**WHAT THE TASK ASKS:** In the kernel mailing-list thread below, which input-subsystem event class is named as already existing for power events?

**SELECTED EXCERPT:**
On Fri, 18 Feb 2005 19:39:36 +0100, Vojtech Pavlik <[email protected]> wrote:
> On Fri, Feb 18, 2005 at 01:19:08PM -0500, Dmitry Torokhov wrote:
> > On Fri, 18 Feb 2005 18:00:36 +0100, Vojtech Pavlik <[email protected]> wrote:
> > > On Fri, Feb 18, 2005 at 05:01:53PM +0100, Pavel Machek wrote:
> > >
> > > > > > It has quite a lot of #ifdefs for CONFIG_APM/CONFIG_ARM/CONFIG_ACPI,
> > > > > > and it will not work on i386/APM, anyway. I still believe right
> > > > > > solution is to add input interface to ACPI. /proc/acpi/events needs to
> > > > > > die, being replaced by input subsystem.
> > > > >
> > > > > But aren't there power events (battery low, etc) which are not
> > > > > input events?
> > > >
> > > > Yes, there are. They can probably stay... Or we can get "battery low"
> > > > key.
> > >
> > > We even have an event class for that, EV_PWR in the input subsystem.
> >
> > I really really think this is wrong. Power management should be
> > possible without input layer. EV_PWR is fine for telling input devices
> > to do something, like enter lower power mode
>
> Definitely not for this. The request to go to low power mode should come
> from the other side - the bus the device lives on.

Probably not. On the other hand input layer is kind of a
hyper-transport allowing to send messages to several devices at one
regardless of the bis they are reside on.

>
> > and for sending _some_ requests to the PM system.
>
> I don't think input devices themselves should be sending any requests to
> the PM system at all, they should just pass the events to the userspace
> and have that decide what to do with it.
>
> Maybe a simple event handler like power.c for transforming key events to
> power change requests for embedded systems makes sense, but normally
> many more variables need to be taken into account, and thus userspace
> needs to decide.
>

I never said it should go staringt into the core of ACPI and
performing some action. That hack to power.c that I did was
effectively sending message to acpid giving userspace a chance to make
decision and react to the request.

> > But input layer shoudl not be used as a generic transport. I mean
> > battery low, docking requests, etc has nothing to do with input.
>
> Well, plugging in a power cord is a physical user action much like
> closing the lid is, much like pressing the power button is, much like
> pressing a key is.

**Items drawn from a data source:**
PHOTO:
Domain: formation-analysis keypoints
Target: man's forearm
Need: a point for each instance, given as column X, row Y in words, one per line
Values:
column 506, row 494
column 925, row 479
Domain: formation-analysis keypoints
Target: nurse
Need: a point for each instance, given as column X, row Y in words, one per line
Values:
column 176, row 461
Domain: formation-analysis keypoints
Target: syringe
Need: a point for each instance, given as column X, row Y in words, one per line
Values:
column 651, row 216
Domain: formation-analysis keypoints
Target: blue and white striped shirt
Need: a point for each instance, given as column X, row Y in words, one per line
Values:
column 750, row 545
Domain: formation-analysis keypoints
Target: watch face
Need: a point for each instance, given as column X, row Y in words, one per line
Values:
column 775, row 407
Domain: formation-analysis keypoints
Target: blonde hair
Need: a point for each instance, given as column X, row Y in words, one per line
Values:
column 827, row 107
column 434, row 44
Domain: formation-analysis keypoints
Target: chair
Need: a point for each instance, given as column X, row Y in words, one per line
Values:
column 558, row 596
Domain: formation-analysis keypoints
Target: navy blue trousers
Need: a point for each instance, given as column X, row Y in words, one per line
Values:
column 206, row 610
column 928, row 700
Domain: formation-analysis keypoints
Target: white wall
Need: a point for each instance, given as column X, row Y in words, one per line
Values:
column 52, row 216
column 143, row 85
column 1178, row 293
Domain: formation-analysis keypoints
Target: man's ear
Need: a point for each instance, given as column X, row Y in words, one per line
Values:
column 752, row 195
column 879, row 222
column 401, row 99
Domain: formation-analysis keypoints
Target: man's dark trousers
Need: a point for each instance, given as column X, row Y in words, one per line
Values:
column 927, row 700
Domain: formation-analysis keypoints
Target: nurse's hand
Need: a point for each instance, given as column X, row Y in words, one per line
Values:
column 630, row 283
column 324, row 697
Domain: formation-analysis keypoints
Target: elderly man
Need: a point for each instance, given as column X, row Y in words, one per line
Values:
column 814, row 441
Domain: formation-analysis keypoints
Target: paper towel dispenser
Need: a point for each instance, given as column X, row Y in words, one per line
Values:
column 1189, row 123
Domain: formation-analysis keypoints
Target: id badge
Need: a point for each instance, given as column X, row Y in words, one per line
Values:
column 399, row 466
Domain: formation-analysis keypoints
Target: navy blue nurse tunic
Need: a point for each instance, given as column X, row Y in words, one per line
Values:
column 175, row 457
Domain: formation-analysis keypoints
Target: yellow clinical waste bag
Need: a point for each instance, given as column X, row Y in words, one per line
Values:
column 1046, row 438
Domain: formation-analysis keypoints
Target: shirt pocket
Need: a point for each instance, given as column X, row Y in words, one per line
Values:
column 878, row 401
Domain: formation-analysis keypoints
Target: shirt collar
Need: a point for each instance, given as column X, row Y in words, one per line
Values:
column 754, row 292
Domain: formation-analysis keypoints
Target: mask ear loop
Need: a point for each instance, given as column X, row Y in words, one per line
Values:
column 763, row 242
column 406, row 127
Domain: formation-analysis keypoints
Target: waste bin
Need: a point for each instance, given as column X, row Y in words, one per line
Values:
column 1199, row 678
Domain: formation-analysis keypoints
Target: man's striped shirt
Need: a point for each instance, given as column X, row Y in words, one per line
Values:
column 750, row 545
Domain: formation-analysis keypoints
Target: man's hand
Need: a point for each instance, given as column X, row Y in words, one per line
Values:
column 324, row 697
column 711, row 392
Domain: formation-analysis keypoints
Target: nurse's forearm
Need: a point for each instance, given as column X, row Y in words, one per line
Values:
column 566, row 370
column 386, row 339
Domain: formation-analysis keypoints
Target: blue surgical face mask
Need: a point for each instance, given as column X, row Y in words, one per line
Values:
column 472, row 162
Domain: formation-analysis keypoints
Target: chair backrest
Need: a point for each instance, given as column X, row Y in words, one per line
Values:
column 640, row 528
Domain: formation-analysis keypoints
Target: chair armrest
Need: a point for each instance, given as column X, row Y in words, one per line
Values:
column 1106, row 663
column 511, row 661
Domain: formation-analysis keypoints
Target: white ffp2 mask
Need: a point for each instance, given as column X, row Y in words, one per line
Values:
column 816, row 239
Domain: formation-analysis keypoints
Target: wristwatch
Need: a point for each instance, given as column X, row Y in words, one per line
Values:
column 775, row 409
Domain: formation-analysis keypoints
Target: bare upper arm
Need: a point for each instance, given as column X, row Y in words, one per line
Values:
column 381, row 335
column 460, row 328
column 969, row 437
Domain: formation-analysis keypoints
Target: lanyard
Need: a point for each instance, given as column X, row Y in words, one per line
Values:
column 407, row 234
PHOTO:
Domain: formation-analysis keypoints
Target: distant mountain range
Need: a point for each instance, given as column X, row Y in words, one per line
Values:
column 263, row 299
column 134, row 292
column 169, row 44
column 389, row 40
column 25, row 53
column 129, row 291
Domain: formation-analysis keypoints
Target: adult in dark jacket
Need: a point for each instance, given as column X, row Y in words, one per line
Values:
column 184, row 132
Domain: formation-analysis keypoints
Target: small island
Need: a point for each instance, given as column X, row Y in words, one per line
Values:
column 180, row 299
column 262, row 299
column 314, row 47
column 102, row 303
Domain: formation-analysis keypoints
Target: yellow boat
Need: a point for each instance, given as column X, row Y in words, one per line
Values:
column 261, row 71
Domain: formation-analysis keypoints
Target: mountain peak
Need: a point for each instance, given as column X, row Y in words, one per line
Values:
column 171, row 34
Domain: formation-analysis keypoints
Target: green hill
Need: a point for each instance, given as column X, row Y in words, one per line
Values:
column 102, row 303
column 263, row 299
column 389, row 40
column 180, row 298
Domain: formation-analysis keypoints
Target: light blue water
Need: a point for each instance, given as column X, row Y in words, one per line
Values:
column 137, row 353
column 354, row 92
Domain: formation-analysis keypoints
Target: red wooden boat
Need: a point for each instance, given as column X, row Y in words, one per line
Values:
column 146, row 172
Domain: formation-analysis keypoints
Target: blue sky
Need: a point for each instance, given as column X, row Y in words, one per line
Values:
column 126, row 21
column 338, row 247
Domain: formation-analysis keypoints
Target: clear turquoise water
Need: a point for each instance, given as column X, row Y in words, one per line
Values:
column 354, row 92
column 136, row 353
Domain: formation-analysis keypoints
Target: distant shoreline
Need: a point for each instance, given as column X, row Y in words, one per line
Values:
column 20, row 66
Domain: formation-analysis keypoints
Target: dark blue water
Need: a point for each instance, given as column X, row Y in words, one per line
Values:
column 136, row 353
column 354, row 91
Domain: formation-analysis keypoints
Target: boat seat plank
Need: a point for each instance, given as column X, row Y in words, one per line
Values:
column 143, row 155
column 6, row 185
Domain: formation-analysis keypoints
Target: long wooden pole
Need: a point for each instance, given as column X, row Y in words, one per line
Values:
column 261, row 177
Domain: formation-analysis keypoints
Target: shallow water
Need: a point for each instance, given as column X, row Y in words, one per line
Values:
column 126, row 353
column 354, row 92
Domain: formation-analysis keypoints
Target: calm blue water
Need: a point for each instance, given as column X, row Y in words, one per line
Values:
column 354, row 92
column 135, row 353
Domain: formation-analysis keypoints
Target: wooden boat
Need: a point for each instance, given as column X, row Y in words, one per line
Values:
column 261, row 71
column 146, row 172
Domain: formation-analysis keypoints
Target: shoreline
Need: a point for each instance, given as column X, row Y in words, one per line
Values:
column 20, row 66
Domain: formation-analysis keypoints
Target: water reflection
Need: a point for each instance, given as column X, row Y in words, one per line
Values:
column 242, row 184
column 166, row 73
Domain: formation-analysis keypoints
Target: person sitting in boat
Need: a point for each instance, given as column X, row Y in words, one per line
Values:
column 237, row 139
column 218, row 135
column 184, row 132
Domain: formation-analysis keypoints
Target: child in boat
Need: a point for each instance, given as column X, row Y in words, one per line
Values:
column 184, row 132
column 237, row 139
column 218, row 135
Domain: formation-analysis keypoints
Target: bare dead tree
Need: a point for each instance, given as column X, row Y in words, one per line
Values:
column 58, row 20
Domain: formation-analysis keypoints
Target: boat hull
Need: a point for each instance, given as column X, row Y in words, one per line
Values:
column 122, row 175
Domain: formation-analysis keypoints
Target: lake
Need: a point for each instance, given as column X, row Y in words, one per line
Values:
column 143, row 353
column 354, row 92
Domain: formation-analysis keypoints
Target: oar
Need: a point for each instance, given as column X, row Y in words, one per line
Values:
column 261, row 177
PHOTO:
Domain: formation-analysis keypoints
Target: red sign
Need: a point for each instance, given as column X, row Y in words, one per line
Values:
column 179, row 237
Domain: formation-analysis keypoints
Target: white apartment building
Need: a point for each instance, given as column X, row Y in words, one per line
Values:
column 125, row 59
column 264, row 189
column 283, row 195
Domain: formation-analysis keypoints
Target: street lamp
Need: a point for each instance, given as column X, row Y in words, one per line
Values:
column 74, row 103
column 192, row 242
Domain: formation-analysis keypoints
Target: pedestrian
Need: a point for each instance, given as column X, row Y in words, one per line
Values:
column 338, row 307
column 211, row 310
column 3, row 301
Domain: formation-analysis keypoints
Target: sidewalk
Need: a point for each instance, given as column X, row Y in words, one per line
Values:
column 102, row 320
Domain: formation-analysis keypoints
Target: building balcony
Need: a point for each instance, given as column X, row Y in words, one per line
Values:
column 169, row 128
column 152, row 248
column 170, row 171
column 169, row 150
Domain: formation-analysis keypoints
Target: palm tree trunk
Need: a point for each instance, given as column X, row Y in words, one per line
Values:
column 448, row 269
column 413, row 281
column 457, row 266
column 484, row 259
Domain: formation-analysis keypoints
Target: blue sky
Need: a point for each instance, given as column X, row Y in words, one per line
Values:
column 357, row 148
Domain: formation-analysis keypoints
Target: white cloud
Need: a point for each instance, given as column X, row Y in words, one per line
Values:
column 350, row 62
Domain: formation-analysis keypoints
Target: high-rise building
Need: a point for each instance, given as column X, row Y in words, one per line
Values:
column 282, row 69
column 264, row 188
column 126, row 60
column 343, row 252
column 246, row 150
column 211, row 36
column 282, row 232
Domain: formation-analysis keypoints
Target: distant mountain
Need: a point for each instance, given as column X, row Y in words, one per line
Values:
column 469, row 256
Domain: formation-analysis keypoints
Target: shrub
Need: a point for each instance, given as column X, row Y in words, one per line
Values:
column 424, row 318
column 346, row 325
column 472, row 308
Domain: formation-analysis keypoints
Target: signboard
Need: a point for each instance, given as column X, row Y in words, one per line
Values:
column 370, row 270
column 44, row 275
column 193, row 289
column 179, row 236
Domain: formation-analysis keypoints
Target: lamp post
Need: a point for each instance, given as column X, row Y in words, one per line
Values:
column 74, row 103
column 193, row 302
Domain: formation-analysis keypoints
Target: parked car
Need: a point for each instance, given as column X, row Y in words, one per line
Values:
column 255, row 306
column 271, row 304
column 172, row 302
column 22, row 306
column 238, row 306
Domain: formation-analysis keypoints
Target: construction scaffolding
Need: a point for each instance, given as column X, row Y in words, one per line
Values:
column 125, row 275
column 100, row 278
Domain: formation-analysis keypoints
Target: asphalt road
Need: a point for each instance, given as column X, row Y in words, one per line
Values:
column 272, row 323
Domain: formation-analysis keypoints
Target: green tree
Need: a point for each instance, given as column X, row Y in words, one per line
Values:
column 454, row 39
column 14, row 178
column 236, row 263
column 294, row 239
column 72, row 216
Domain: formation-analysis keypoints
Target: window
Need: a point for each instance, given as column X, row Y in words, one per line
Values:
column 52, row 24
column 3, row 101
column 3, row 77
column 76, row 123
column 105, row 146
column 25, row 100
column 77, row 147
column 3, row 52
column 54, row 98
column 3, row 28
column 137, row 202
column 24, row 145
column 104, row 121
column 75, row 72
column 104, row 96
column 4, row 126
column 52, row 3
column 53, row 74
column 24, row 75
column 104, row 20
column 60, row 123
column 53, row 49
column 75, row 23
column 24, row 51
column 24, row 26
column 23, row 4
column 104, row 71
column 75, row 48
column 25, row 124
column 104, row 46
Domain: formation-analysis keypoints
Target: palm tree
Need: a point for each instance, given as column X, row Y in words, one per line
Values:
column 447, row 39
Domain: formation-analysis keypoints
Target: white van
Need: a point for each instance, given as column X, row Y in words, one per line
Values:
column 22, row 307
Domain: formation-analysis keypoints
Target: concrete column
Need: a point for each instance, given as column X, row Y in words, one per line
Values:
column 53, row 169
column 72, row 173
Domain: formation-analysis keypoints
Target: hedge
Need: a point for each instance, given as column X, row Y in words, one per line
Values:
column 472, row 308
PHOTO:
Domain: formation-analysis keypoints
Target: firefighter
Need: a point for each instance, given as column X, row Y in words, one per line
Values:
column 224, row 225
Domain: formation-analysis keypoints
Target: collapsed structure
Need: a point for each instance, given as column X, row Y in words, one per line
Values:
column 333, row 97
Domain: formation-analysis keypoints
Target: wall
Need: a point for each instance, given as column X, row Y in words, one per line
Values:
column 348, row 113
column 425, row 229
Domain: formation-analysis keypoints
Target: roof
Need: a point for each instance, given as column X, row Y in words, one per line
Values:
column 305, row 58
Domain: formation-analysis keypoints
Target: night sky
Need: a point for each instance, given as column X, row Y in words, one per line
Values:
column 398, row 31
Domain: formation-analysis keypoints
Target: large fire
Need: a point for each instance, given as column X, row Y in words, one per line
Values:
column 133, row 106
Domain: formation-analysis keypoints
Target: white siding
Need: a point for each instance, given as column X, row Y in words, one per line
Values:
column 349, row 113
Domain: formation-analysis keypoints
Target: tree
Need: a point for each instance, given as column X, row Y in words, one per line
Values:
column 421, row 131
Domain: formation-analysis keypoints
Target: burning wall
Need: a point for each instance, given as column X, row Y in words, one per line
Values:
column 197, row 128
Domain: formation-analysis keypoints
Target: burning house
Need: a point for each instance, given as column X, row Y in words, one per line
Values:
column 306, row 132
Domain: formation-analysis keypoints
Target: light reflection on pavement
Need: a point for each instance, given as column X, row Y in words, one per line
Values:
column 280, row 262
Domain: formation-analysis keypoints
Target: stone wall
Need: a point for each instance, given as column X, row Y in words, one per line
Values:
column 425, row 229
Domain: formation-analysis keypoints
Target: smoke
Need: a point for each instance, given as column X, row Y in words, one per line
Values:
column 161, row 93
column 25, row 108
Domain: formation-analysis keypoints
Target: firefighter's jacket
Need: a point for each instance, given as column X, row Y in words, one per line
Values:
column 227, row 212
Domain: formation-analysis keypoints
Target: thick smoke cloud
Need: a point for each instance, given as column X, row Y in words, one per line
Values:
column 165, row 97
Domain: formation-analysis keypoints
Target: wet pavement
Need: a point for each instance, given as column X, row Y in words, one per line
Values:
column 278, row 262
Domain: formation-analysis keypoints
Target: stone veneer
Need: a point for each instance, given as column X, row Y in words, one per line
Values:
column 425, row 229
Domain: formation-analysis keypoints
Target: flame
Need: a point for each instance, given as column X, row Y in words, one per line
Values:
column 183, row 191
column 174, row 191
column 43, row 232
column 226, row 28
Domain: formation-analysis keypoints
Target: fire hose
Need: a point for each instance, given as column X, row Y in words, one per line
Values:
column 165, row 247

**OUTPUT FOR THIS TASK:** EV_PWR